EXTRACT PROVIDED
Segment Open
The Producers is one of the funniest American comedies ever made.
The film appears as number 11 on the AFI list of all time best comedies, but it is arguably funnier than most of its predecessors, including M*A*S*H, The Graduate, and another Mel Brooks film on the list, Blazing Saddles. Surely it is as funny as most Billy Wilder comedies, or most Chaplin and Keaton shorts, or Groundhog Day. The film has the unusual honor of being one of the few American comedies transferred to the American stage as a musical. Only a handful of Billy Wilder comedies share this honor. And Brooks won an Oscar for best original screenplay, again unusual for a comedy.
Long before the Farrelly Brothers, even before the Zucker brothers, Mel Brooks was the first to introduce gross vulgarity into the movies. It's hard to tell if Brooks was influenced at all by Wilder, but they share an interest in rogues, con men, and hustlers. Both Wilder and Brooks have been accused of "bad taste," but there is a rich tradition of hustlers in American cinema. However, the biggest influence on Brooks's art is probably the Ritz Brothers.
Segment Closed
Stored data entries
Segment Open
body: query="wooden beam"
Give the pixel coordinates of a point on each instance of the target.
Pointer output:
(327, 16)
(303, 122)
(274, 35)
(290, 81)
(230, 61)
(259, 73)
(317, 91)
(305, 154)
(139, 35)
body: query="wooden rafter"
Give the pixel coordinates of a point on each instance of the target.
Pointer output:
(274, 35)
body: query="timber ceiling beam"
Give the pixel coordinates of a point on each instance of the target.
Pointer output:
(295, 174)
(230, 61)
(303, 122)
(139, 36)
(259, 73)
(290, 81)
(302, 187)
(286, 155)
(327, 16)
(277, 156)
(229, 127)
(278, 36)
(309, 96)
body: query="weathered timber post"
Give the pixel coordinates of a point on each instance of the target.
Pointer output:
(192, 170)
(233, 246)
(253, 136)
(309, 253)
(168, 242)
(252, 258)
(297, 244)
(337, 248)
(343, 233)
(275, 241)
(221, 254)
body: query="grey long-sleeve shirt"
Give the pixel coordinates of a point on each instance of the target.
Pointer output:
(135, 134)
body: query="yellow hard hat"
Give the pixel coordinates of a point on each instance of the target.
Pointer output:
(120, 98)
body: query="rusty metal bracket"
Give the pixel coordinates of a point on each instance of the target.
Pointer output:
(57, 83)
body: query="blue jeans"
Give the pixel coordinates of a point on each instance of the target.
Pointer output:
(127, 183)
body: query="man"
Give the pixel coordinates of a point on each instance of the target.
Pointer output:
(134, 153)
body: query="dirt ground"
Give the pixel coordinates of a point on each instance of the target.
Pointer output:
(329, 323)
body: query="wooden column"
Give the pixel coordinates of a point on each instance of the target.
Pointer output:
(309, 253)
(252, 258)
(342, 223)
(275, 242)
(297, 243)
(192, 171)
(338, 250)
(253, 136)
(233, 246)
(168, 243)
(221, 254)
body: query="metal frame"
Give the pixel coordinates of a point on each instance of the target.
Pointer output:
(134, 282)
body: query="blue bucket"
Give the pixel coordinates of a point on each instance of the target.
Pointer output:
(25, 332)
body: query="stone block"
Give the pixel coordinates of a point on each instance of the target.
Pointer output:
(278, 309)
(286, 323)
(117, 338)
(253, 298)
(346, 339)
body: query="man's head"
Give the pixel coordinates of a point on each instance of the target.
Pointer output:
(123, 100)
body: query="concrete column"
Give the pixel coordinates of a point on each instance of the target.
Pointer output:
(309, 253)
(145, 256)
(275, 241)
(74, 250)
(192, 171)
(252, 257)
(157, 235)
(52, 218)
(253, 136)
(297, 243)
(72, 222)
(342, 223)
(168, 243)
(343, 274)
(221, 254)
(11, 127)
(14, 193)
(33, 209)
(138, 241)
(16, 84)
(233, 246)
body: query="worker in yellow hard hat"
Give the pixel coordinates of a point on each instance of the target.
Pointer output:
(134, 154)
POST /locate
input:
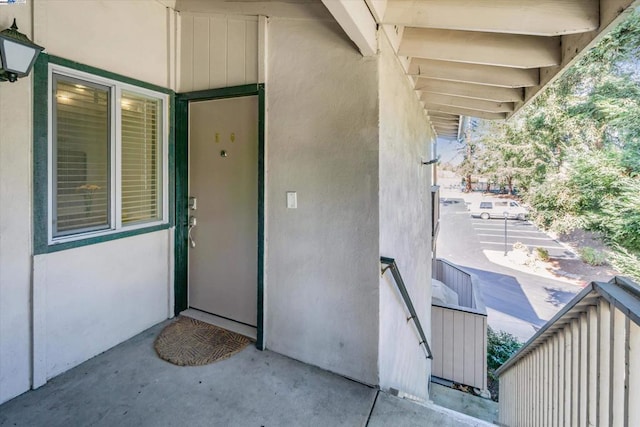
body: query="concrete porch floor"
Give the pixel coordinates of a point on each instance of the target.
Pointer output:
(130, 386)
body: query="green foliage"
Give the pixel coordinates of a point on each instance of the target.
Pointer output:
(575, 150)
(542, 254)
(592, 256)
(500, 346)
(623, 260)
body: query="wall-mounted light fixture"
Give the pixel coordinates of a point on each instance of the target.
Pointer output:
(17, 54)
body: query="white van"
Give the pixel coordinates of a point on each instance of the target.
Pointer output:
(498, 208)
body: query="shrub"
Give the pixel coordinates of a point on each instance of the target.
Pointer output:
(627, 263)
(542, 254)
(592, 256)
(500, 346)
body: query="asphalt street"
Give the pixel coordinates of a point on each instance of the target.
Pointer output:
(517, 302)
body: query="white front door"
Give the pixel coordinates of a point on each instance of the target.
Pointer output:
(223, 178)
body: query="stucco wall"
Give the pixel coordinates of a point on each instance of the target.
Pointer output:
(132, 38)
(95, 296)
(322, 142)
(89, 299)
(405, 233)
(15, 222)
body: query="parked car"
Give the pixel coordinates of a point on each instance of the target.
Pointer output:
(498, 208)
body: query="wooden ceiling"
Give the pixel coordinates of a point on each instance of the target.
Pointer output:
(487, 58)
(475, 58)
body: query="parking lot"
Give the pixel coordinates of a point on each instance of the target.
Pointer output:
(491, 233)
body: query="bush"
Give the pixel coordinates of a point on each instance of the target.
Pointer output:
(592, 256)
(500, 346)
(626, 262)
(542, 254)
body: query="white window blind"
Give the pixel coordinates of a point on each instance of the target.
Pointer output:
(141, 148)
(108, 156)
(81, 156)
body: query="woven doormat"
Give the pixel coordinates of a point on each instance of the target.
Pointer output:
(190, 342)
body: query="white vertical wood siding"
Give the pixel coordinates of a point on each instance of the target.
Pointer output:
(582, 369)
(459, 333)
(217, 51)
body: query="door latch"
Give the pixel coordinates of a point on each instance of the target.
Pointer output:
(192, 223)
(193, 203)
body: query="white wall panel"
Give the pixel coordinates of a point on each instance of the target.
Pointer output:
(126, 37)
(217, 51)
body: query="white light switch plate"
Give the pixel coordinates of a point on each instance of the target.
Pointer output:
(292, 200)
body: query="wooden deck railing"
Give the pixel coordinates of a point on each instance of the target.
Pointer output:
(459, 332)
(583, 367)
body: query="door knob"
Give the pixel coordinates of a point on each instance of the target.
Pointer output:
(192, 223)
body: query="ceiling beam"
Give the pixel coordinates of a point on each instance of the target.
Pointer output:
(450, 127)
(474, 104)
(467, 90)
(357, 22)
(504, 50)
(534, 17)
(444, 116)
(436, 123)
(464, 112)
(574, 46)
(474, 73)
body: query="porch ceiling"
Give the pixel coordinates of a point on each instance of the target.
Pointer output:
(485, 58)
(477, 58)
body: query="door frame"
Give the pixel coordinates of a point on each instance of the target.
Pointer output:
(182, 187)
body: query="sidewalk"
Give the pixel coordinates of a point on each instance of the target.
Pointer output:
(130, 386)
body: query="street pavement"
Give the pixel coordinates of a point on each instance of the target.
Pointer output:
(517, 302)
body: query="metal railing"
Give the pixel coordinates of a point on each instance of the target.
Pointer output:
(391, 265)
(582, 367)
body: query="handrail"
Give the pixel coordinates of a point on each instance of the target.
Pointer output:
(621, 292)
(391, 265)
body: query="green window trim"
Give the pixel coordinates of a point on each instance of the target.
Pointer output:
(41, 161)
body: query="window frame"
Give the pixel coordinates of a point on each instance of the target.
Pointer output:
(46, 67)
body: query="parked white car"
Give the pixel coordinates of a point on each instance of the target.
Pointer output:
(498, 209)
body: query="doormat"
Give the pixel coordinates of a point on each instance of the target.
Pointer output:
(190, 342)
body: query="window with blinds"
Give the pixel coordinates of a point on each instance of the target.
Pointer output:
(81, 149)
(141, 182)
(109, 150)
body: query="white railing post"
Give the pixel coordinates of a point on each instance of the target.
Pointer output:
(583, 367)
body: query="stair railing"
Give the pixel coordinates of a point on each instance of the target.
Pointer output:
(391, 265)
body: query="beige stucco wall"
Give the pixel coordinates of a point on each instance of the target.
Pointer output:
(322, 264)
(89, 299)
(132, 38)
(15, 222)
(85, 287)
(405, 227)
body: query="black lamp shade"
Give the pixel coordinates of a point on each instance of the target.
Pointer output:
(17, 52)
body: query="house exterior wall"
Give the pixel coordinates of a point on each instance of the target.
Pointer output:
(405, 227)
(93, 297)
(15, 222)
(322, 263)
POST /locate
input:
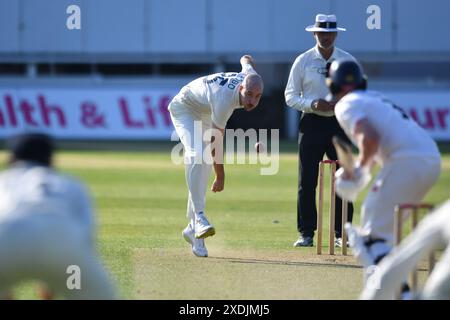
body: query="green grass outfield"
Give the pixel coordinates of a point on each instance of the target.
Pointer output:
(140, 198)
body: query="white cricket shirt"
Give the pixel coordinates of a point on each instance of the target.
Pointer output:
(27, 190)
(307, 80)
(216, 94)
(399, 135)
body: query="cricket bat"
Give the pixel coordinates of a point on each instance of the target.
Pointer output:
(345, 154)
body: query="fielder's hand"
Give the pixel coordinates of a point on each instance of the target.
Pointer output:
(323, 105)
(348, 189)
(218, 184)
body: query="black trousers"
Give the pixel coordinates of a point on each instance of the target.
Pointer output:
(315, 140)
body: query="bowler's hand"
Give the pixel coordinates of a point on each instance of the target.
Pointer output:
(218, 184)
(323, 105)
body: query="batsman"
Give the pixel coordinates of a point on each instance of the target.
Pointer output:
(408, 158)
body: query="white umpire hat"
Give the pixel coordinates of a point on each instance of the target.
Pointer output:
(324, 23)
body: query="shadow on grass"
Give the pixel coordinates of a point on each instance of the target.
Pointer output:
(288, 263)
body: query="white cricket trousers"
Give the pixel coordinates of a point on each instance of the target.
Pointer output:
(43, 247)
(433, 232)
(400, 181)
(192, 128)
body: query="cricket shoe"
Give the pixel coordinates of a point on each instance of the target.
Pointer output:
(203, 228)
(198, 245)
(338, 243)
(304, 242)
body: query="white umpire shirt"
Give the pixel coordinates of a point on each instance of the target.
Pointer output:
(307, 80)
(216, 94)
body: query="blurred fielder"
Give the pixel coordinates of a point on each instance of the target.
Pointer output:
(432, 233)
(205, 103)
(46, 225)
(409, 159)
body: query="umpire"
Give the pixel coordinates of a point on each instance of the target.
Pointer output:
Segment Closed
QUESTIONS
• A. Answer these from the passage on The Producers:
(i) What number does the film appear as on the AFI list of all-time best comedies?
(ii) What Oscar did Brooks win?
(iii) What does the passage call probably the biggest influence on Brooks's art?
• B. Extend the passage on The Producers with one more paragraph that follows on from its final sentence.
The items come from a separate source.

TASK-BY-TASK OUTPUTS
• A.
(i) Number 11.
(ii) Best original screenplay.
(iii) The Ritz Brothers.

• B.
The other Wilder in Mel Brooks's life is Gene Wilder, making only his second film appearance as Bloom, the accountant come to check the books of one Max Bialystock (Zero Mostel), an arrant Broadway producer reduced to bilking little old ladies out of their money by making whoopee on his casting couch. The meek, mild-mannered Leo Bloom (named after James Joyce's hero) is the one who comes up with the loophole that Bialystock has been looking for all his life. It's simple. If you collect financial backing far in excess of a show's budget, and then it flops, the producers get to keep the rest, because the IRS is not likely to look at a flop, only a success. Thus, by financing 25,000 per cent of a show, the boys can retire to Rio. All they need is a guaranteed flop. To that end, they scour the unproduced plays to come up with Springtime for Hitler, written by a Hitler loving maniac (Kenneth Mars), and casting it with a parody hippie and incompetent called LSD (Dick Shawn). Of course, things go terribly awry, but not before we get to see opening night, and the fabled "Springtime for Hitler" dance number with the chorus girls in their cute Nazi uniforms and boots forming a swastika in the manner of a Busby Berkeley number.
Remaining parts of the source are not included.